** Opening Records for this exercise block **
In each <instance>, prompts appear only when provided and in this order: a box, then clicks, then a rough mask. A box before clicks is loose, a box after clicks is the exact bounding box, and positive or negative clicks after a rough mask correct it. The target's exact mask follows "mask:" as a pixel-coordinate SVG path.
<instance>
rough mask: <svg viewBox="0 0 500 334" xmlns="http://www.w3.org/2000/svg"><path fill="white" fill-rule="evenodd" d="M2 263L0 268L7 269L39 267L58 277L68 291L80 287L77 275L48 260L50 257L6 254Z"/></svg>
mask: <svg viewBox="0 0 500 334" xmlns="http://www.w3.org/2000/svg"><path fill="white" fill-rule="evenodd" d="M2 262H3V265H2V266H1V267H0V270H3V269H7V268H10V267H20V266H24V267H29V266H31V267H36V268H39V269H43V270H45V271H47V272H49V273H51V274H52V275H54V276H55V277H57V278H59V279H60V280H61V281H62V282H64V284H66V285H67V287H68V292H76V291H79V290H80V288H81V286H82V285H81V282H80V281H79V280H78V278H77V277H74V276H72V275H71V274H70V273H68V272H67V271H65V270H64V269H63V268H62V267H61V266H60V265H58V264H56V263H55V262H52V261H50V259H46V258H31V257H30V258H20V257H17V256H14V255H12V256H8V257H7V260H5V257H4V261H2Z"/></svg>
** Closing Records for this exercise block **
** Opening Records for this exercise block **
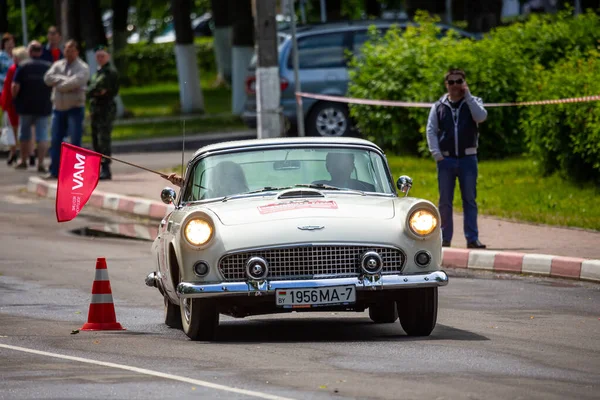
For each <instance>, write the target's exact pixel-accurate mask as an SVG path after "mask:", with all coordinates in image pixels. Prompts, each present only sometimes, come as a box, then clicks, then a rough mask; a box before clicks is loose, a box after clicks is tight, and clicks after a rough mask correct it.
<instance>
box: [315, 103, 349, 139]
** Closing Records for this exercise block **
** Opening Records for this exercise block **
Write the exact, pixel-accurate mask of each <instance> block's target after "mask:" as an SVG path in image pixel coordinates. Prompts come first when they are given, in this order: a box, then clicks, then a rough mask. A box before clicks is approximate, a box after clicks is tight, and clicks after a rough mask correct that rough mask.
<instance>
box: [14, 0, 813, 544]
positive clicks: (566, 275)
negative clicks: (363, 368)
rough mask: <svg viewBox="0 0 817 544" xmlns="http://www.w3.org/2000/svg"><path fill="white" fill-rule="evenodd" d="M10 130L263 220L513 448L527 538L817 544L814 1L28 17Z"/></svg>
** Closing Records for this exercise block **
Transcribe the items from the line with "In each <instance>, prompts" to the line with "263L0 268L7 269L39", both lines included.

Solution for this problem:
In each <instance>, prompts appear only when provided and in this order: a box, then clicks, then a rough mask. A box before clicks is loose, a box after clicks is the exact bounding box, and positive or negative clicks after a rough mask correct it. The target's exact mask follows "mask:" as a pixel-coordinate SVG path.
<instance>
rough mask: <svg viewBox="0 0 500 334" xmlns="http://www.w3.org/2000/svg"><path fill="white" fill-rule="evenodd" d="M2 263L0 268L7 269L39 267L58 277L68 291L80 287L77 275L48 260L50 257L6 254Z"/></svg>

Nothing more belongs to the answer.